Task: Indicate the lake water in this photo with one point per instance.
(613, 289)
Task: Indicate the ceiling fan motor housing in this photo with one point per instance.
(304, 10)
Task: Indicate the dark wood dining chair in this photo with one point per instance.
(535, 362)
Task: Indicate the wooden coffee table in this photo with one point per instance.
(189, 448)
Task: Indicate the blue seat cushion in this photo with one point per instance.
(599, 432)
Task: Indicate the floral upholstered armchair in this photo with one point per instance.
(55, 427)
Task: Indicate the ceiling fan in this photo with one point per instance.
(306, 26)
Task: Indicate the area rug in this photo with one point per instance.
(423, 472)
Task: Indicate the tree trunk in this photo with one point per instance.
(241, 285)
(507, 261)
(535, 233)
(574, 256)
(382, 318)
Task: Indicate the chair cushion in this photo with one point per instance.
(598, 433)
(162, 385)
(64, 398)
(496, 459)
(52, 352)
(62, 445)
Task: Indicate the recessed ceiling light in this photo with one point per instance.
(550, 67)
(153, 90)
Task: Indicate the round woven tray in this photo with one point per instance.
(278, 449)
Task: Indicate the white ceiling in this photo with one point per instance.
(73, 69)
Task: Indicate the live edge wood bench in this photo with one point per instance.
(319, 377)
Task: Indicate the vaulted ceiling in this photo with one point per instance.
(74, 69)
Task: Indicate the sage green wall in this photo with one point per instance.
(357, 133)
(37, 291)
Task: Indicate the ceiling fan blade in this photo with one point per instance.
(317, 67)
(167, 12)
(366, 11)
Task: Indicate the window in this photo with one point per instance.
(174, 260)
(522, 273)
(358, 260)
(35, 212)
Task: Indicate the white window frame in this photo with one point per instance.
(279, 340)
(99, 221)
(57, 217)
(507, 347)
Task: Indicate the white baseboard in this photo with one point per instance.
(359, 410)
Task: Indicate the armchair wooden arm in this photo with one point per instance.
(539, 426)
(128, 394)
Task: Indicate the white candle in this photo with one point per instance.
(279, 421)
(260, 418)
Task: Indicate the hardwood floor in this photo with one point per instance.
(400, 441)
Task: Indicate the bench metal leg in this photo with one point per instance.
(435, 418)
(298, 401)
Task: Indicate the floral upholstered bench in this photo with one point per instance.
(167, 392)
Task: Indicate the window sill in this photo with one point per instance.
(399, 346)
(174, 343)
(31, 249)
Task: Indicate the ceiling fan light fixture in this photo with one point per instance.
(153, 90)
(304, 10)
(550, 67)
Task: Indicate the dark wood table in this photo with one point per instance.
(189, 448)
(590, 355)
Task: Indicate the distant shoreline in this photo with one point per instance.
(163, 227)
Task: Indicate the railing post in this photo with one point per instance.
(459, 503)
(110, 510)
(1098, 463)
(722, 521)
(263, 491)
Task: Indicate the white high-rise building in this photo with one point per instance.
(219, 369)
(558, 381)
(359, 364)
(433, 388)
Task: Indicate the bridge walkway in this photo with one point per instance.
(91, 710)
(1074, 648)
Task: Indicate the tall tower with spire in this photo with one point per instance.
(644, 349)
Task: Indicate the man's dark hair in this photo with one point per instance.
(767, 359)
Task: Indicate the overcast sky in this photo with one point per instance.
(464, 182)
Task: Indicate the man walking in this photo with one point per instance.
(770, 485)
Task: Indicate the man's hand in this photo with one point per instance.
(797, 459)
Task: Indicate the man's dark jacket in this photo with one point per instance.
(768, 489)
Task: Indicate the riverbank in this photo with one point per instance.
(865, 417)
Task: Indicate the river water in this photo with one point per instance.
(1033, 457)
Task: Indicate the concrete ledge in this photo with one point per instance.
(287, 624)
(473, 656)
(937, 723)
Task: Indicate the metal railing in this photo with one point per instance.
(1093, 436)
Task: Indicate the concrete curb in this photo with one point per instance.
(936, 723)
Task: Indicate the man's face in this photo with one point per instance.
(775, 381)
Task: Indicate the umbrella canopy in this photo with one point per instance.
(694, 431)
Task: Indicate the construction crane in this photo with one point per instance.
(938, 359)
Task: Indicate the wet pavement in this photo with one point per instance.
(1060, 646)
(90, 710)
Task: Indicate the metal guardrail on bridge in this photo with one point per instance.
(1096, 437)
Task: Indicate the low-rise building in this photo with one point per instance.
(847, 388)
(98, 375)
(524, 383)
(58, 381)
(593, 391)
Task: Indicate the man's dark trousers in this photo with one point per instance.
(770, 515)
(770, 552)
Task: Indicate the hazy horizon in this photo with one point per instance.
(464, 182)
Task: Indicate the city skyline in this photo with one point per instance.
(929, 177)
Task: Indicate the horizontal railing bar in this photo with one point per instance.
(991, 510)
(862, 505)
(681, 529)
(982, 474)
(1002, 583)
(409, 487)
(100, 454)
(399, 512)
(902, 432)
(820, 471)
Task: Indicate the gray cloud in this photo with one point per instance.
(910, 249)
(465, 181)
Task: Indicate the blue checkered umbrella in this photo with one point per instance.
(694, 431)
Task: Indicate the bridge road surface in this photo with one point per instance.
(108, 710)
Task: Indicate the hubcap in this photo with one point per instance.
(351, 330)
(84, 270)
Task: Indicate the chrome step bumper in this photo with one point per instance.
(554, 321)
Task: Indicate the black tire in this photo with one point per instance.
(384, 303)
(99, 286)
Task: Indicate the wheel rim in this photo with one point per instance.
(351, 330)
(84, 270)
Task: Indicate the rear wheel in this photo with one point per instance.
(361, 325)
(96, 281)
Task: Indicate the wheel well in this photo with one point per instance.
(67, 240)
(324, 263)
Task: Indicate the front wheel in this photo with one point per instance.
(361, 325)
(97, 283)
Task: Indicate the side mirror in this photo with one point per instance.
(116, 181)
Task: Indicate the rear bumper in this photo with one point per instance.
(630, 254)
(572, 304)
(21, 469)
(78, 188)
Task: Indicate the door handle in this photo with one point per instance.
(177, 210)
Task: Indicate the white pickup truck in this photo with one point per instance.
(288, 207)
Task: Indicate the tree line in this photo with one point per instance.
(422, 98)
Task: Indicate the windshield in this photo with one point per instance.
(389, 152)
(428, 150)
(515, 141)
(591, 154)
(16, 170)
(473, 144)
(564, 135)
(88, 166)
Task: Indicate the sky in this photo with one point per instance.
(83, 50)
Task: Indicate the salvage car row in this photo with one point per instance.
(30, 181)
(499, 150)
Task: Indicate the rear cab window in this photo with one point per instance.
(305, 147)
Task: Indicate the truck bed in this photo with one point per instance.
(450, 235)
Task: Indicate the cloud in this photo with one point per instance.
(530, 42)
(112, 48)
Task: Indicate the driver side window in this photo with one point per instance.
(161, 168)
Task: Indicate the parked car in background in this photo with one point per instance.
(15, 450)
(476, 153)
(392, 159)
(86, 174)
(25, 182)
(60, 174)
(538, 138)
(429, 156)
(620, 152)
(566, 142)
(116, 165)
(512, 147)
○ ○ ○ ○ ○
What you have to do.
Each record above must be given again exactly.

Finished exercise.
Task: Indicate the lake water in this photo with one point per instance.
(613, 289)
Task: Indicate the ceiling fan motor housing in this photo with one point per instance.
(304, 10)
Task: Indicate the dark wood dining chair in this photo with one point per instance.
(535, 362)
Task: Indicate the wooden coffee table in this photo with one point per instance.
(189, 448)
Task: Indicate the blue seat cushion in this photo with one point per instance.
(599, 432)
Task: Indicate the floral upholstered armchair in this photo with one point per instance.
(55, 427)
Task: Indicate the ceiling fan in this photo with one point per instance.
(306, 26)
Task: Indicate the area rug in this photo with one point per instance.
(423, 472)
Task: Indicate the tree trunk in this photo with one point per instance.
(241, 285)
(507, 261)
(535, 233)
(574, 256)
(382, 318)
Task: Indicate the chair cushion in this photo with one point per instance.
(598, 433)
(162, 385)
(64, 398)
(496, 459)
(52, 352)
(62, 445)
Task: Indicate the recessed ceiling light in this photo with one point per instance.
(550, 67)
(153, 90)
Task: Indicate the round woven tray in this photo with one point per instance.
(278, 449)
Task: Indicate the white ceiling in this photo with one point per instance.
(73, 69)
Task: Indicate the live edge wood bench in this photo with one point per instance.
(319, 377)
Task: Indicate the vaulted ceiling in this photo with one point per instance.
(74, 69)
Task: Indicate the sage green wall in this photo with one point per instance.
(357, 133)
(37, 291)
Task: Indicate the ceiling fan blade in this photo with one point per instance.
(317, 67)
(167, 12)
(366, 11)
Task: Indicate the window in this photo with one point per instance.
(174, 260)
(522, 273)
(358, 260)
(35, 212)
Task: Indicate the white window frame in this photo with one point per instance.
(279, 340)
(99, 221)
(57, 217)
(507, 347)
Task: Indicate the white baseboard in this photo with one point per instance.
(359, 410)
Task: Indicate the armchair wooden arm in this photo with one point per instance.
(539, 426)
(128, 394)
Task: Indicate the white candle in this photo with one point per instance.
(279, 421)
(260, 418)
Task: Indicate the hardwood floor in this photo with one point per instance.
(400, 441)
Task: Indicate the bench metal leg in this photo with one point per instance.
(435, 418)
(298, 401)
Task: Indicate the floral upholstered bench in this photo with one point per instance.
(167, 392)
Task: Indicate the window sill in this photo with one point per instance.
(399, 346)
(174, 343)
(31, 249)
Task: Indicate the ceiling fan light fixture in this photo with one point per instance.
(153, 90)
(304, 10)
(550, 67)
Task: Indicate the dark wood table in this photo with one point per instance.
(189, 448)
(590, 355)
Task: Indicate the distant shoreline in this photo with one point per instance.
(163, 227)
Task: Indicate the railing post in this photo with one point per instance.
(459, 503)
(110, 510)
(1098, 463)
(722, 521)
(263, 491)
Task: Indicate the white high-rise building in this photo with one point per instance.
(219, 369)
(558, 381)
(359, 364)
(433, 388)
Task: Indicate the bridge walkway in this photo with one point per instance.
(91, 710)
(1074, 648)
Task: Indicate the tall tower with spire in this photo with one point per instance.
(644, 349)
Task: Indicate the man's dark hair in this photo with one point per instance.
(767, 359)
Task: Indicate the overcast sky in this photo with one point per instance.
(464, 182)
Task: Indicate the man walking in this photo with one point per instance.
(770, 485)
Task: Indicate the man's hand in this photo with one point per instance.
(797, 459)
Task: Indicate the man's dark jacket in this photo with one point per instance.
(768, 489)
Task: Indicate the riverbank in this photo with one point per instance.
(865, 417)
Task: Indicate the river water in this photo with one point per instance.
(1033, 457)
Task: Indicate the concrete ledge in this photo with one point per instance.
(287, 624)
(473, 656)
(937, 723)
Task: Indicate the metal railing in this photo with one point per instance.
(1093, 436)
Task: Indicate the concrete curb in this photo with one point per instance.
(936, 723)
Task: Indicate the man's face in this photo with one point per instance.
(775, 381)
Task: Indicate the umbrella canopy in this photo with one point per instance.
(694, 431)
Task: Indicate the construction crane in this photo with one point per instance.
(938, 359)
Task: Indicate the wet pavement in this photo with one point per instance.
(1060, 646)
(90, 710)
Task: Indicate the metal guardrail on bridge in this photo with one point per instance.
(1096, 437)
Task: Indicate the low-rise building in this photo with one point per instance.
(847, 388)
(98, 375)
(524, 383)
(58, 381)
(593, 391)
Task: Indicate the man's dark trousers in this photo with one point per instance.
(770, 515)
(770, 552)
Task: Indicate the hazy horizon in this photo with one point per instance.
(464, 182)
Task: Indicate the city skyline in this photo with one point per instance.
(929, 177)
Task: Indicate the horizontal railing bar in this photo with one point per instance.
(991, 510)
(862, 505)
(681, 529)
(982, 474)
(1002, 583)
(409, 487)
(100, 454)
(399, 512)
(902, 432)
(820, 471)
Task: Indicate the gray cloud in this photo with one point per instance.
(910, 249)
(465, 181)
Task: Indicate the blue checkered umbrella in this photo with one point per instance.
(694, 431)
Task: Indicate the bridge road surface in this photo with one point per instance.
(108, 710)
Task: Indicate the hubcap in this photo with one point per instance.
(351, 330)
(84, 270)
Task: Indicate the chrome step bumper in this photo with one point per instance.
(554, 321)
Task: Indicate the black tire in this photo with one point per instance.
(384, 303)
(99, 286)
Task: Indicate the wheel rim in this photo with one point per instance.
(351, 330)
(84, 270)
Task: Indicate the rear wheel in this photo with one point per instance.
(361, 325)
(96, 281)
Task: Indicate the wheel well in this photo with one point per instance.
(67, 240)
(324, 263)
Task: Indicate the front wheel in this photo with one point per instance.
(361, 325)
(97, 283)
Task: Indicate the side mirror in this photo with one point per instance.
(116, 181)
Task: Indicate the rear bumper in this photo with one point per instance.
(630, 254)
(572, 304)
(21, 469)
(78, 188)
Task: Indicate the door handle in this photo with one point per instance.
(177, 210)
Task: Indicate the white pickup truck in this photo with one point per instance.
(288, 207)
Task: Indicate the tree line in this photo with one point per instance.
(422, 98)
Task: Indicate the windshield in this photo with one point per instance.
(389, 152)
(428, 150)
(515, 141)
(591, 154)
(16, 170)
(473, 144)
(564, 135)
(88, 166)
Task: Indicate the sky in this photo with one point per instance.
(83, 50)
Task: Indicate the salvage car row in this photo with one point per instance.
(30, 181)
(499, 150)
Task: Indicate the rear cab window in this photo with one point per instance.
(305, 147)
Task: Indicate the truck bed in this photo with one point per instance.
(450, 235)
Task: Indicate the cloud in this photo with one point per instance.
(530, 42)
(112, 48)
Task: Indicate the driver side window in this photo with one point per instance.
(161, 168)
Task: Indicate the parked car in background in this photo with one point per instance.
(15, 450)
(476, 153)
(392, 159)
(86, 174)
(25, 182)
(60, 174)
(538, 138)
(429, 156)
(620, 152)
(566, 142)
(116, 165)
(512, 147)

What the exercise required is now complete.